GIVEN PROBLEM A >> According to the gradient descent excerpt, what does the gradient of the error function, or some property of that gradient, indicate or mean? List every such statement.
GIVEN PROBLEM B >> Check each statement against the gradient descent excerpt, answering yes or no and quoting the words that decide it: (i) The learning rate can take any value between 0 and 1. (ii) To reduce the error, a weight is adjusted in proportion to the positive gradient. (iii) The NeuralNetwork program sets the learning rate to 0.5.

SOURCE EXCERPT >>
This is the multidimensional error function, with the input weights $w_1, .., w_n$ being the variables. We we try to successively reduce the error by adjusting the input weights. This can be done with a technique called gradient descent.

Gradient Descent

The gradient of the error function indicates its slope at a specific point $w_1,..,w_n$. A positive gradient $g$ means that the error increases with an increasing weight $w_m$. A negative gradient $g$ means that the error decreases with an increasing weight $w_m$. The absolute value of the gradient $g$ indicates to what degree the error changes. In order to reduce the error, we adjust a weight $w_m$ in proportion to the negative gradient $g$:

$$ \Delta w_m = - \alpha g $$

We call $\alpha$ the learning rate, determining to what degree a single training vector contributes to the adjustment of the weights. It can be anything between 0 and 1. In the NeuralNetwork program, we use $\alpha = 0.2$.

Recorded data >>

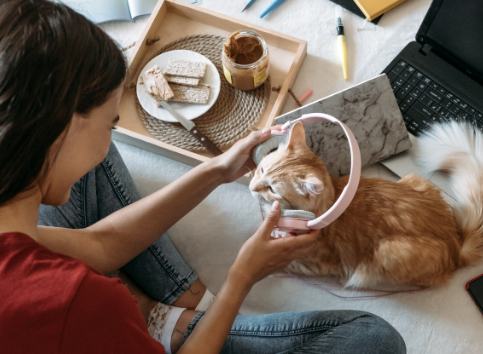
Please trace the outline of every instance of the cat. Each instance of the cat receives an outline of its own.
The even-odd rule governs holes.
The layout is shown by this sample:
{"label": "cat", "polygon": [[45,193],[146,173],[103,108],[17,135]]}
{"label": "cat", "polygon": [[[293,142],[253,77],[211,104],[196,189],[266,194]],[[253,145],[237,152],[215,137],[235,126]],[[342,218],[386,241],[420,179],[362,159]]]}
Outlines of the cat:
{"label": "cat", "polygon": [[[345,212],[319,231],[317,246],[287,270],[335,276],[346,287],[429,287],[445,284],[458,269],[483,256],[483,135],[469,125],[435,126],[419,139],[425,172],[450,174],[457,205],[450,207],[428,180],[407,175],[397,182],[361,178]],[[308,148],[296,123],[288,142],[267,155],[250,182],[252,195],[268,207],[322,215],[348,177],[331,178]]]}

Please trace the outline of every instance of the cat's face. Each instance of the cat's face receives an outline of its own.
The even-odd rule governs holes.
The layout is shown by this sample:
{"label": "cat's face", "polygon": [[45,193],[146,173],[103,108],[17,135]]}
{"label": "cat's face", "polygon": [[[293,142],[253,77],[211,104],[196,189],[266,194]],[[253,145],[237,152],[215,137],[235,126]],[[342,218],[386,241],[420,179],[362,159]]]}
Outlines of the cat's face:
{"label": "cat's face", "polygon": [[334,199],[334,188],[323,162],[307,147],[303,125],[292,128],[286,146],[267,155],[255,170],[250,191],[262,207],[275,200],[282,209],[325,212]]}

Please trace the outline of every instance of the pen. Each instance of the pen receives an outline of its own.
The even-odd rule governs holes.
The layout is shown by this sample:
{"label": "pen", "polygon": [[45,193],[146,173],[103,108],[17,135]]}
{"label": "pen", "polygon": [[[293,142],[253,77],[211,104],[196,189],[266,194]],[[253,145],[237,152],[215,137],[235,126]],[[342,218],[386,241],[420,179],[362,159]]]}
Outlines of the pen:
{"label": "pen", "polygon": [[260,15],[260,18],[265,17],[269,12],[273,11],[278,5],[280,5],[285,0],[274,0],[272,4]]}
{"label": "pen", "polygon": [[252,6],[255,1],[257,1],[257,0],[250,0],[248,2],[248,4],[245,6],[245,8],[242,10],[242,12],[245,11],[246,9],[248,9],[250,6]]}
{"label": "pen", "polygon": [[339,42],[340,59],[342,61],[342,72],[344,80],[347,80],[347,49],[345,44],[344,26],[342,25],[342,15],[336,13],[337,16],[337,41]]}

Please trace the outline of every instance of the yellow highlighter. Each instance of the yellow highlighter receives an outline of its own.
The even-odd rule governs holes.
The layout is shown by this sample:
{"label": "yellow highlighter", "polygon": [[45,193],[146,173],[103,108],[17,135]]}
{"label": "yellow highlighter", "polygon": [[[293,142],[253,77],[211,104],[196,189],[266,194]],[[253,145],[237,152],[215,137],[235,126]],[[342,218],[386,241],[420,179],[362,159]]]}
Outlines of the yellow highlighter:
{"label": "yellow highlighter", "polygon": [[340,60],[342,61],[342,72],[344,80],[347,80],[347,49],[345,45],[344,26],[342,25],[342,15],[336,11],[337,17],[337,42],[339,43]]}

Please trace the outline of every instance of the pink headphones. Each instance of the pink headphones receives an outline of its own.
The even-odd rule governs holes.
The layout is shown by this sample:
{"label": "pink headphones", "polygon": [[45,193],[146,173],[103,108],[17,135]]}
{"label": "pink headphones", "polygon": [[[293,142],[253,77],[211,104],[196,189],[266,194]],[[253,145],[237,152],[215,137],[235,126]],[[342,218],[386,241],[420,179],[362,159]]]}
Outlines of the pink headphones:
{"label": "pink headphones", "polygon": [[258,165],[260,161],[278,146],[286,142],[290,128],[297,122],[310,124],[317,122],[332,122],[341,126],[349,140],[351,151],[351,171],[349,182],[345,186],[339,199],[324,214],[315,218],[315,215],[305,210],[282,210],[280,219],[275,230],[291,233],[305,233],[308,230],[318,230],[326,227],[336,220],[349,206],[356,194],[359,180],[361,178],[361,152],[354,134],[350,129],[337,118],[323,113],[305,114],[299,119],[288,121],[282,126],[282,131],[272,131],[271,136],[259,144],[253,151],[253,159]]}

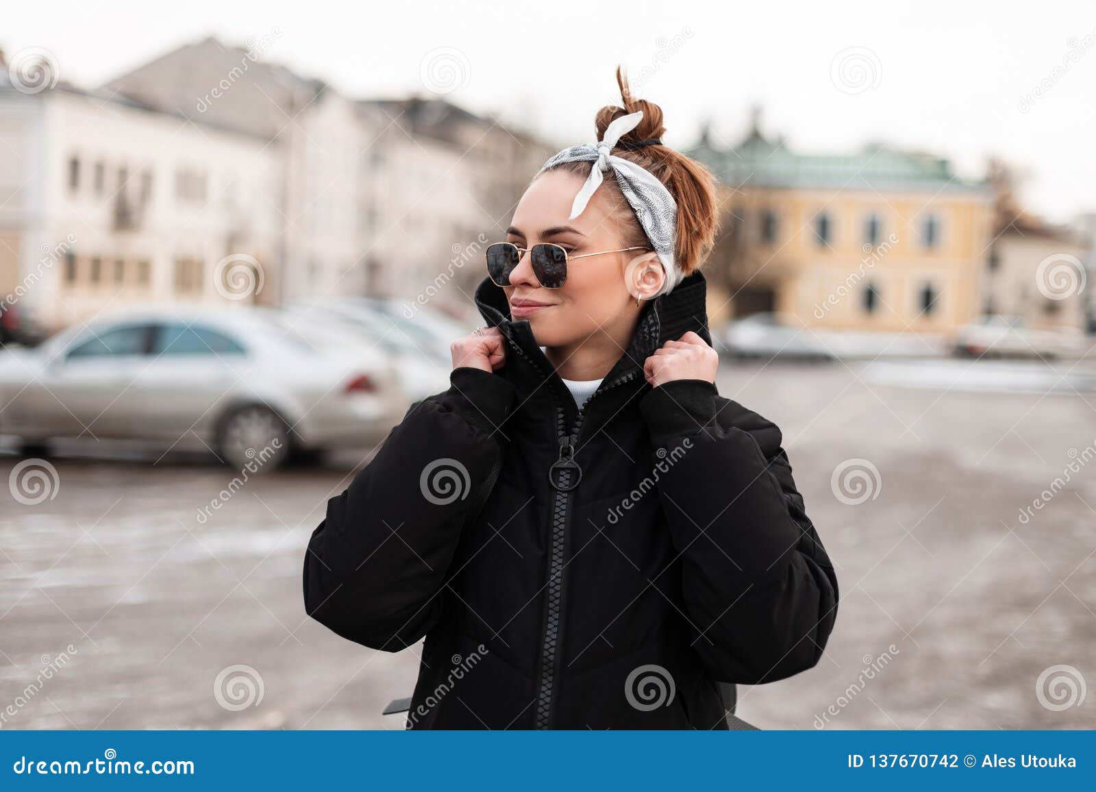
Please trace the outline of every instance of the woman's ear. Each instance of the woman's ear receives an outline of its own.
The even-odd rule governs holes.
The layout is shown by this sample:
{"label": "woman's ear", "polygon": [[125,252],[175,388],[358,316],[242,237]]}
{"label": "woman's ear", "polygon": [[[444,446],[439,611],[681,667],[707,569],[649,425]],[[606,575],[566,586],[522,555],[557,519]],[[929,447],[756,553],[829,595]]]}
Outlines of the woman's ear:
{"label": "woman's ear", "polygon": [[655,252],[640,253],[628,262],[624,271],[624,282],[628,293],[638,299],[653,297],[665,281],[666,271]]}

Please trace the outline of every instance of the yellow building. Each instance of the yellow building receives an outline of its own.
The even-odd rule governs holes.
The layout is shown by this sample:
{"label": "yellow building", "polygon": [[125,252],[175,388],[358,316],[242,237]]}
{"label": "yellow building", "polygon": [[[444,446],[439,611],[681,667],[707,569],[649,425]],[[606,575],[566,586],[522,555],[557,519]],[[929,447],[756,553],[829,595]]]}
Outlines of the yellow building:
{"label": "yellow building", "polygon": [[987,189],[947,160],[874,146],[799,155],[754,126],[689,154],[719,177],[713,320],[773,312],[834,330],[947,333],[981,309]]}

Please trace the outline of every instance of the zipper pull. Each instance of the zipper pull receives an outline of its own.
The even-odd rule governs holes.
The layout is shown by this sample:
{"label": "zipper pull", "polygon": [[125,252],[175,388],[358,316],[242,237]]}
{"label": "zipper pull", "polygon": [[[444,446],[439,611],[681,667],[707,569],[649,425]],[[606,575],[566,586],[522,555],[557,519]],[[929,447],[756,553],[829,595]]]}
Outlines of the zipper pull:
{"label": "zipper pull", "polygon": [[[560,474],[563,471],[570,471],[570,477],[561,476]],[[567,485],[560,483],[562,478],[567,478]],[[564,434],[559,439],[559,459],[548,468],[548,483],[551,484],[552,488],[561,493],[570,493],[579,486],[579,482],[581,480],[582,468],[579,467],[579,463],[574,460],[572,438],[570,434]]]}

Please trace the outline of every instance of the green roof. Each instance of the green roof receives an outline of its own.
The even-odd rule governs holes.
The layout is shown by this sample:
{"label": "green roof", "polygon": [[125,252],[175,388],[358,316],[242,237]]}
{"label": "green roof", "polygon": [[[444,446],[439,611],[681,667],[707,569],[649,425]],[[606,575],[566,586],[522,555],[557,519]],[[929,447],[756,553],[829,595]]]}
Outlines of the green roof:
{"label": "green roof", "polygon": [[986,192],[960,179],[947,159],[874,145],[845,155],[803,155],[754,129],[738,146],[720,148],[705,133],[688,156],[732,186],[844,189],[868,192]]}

FULL OUTPUT A >>
- The gradient indicates the error function's slope at a specific point $w_1,..,w_n$.
- A positive gradient $g$ means that the error increases with an increasing weight $w_m$.
- A negative gradient $g$ means that the error decreases with an increasing weight $w_m$.
- The absolute value of the gradient $g$ indicates to what degree the error changes.

FULL OUTPUT B >>
(i) Yes: "It can be anything between 0 and 1."
(ii) No: "we adjust a weight $w_m$ in proportion to the negative gradient $g$"
(iii) No: "In the NeuralNetwork program, we use $\alpha = 0.2$."